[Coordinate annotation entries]
↓

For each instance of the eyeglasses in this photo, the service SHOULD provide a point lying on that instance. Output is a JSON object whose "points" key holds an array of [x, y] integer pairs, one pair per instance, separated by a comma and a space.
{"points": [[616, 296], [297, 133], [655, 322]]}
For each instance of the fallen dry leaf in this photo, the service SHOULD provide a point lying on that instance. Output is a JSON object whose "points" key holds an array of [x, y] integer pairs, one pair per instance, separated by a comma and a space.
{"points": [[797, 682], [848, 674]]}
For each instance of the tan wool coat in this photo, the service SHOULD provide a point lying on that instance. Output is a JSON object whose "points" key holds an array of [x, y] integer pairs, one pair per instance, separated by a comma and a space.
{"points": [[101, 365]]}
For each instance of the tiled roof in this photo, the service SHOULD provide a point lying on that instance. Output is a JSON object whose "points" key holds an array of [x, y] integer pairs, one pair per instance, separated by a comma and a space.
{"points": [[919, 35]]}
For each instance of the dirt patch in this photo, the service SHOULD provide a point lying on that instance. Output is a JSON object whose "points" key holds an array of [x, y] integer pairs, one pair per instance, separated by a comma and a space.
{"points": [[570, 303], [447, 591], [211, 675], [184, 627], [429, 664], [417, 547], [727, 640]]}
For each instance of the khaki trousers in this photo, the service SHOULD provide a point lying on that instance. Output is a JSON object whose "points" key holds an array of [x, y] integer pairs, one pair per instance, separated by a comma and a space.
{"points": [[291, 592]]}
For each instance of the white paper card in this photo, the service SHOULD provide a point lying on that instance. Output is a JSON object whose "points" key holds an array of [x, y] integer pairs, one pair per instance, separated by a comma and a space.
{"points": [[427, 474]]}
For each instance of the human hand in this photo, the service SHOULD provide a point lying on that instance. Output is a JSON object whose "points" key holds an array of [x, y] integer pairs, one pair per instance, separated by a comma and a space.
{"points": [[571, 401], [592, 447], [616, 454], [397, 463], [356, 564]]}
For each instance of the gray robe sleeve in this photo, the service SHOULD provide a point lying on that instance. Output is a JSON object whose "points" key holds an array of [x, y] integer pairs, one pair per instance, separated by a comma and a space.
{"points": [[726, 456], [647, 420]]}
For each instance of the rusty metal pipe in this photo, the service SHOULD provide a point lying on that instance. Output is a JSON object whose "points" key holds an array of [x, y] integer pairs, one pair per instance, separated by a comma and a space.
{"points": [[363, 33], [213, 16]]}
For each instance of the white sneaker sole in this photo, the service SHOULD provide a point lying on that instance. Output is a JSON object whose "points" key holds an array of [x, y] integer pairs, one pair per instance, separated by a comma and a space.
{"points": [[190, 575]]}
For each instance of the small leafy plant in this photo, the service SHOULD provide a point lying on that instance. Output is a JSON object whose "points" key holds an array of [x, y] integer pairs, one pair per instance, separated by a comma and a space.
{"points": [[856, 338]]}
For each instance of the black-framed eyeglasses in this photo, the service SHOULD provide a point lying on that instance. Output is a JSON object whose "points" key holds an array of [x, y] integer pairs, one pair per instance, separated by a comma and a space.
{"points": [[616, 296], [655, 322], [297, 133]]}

↑
↓

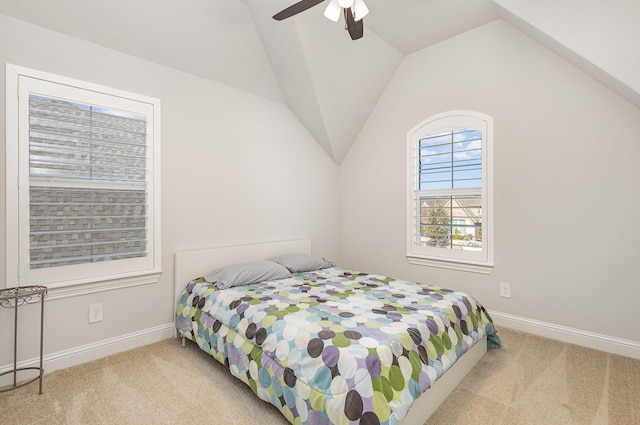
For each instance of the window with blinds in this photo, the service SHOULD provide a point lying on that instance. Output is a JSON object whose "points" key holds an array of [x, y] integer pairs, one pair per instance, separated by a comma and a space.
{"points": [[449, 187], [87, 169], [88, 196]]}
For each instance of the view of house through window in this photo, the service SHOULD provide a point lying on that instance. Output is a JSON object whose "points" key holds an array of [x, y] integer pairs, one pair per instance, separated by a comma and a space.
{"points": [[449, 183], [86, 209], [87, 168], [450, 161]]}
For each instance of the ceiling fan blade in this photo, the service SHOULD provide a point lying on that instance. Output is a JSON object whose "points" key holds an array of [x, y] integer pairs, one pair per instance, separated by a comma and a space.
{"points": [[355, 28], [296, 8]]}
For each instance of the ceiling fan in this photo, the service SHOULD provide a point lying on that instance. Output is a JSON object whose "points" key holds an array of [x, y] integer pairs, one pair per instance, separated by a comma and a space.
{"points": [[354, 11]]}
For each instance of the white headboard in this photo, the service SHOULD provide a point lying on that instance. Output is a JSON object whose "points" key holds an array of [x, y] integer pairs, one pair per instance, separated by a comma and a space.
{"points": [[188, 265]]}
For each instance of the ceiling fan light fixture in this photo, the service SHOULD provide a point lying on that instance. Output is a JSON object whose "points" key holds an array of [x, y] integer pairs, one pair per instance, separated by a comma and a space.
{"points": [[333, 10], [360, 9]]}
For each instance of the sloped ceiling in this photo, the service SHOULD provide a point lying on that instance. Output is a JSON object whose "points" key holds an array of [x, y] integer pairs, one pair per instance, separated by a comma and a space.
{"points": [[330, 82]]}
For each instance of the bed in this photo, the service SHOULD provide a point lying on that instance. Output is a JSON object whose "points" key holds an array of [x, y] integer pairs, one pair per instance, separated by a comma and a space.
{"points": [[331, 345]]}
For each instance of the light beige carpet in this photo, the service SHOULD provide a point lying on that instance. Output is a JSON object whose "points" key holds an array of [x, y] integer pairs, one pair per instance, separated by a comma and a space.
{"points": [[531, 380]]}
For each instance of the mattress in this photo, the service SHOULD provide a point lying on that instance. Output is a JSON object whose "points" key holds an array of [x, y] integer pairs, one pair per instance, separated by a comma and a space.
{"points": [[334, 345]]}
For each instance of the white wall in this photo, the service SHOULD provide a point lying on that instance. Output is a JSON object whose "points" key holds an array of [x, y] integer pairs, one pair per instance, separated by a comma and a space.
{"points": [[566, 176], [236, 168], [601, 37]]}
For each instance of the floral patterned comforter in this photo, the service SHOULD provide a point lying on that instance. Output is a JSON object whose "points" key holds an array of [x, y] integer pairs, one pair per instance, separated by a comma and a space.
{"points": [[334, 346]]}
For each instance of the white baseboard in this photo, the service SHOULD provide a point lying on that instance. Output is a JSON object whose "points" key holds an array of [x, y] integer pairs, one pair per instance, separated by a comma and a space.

↑

Please reproduce everything in the material from the line containing "For each instance of the floral" down to the line containing "For each instance of the white baseboard", both lines included, along with their requests, and scale every coordinate in the answers by 1.65, rounding each result to the nearest whole number with halves going up.

For each instance of the floral patterned comforter in this photo, the service SHOULD provide a point lying on that instance. Output is a JSON object whose "points" key holds an array of [x, y] integer pairs, one pair per instance, separated by a comma and a space.
{"points": [[551, 571]]}
For each instance of the white baseboard in this photo, the service SHOULD provide a point lying on that instance. Output is a JSON object whose "points" key holds an array of [x, y] integer pairs, one pair per instance, separated by a comma and a space.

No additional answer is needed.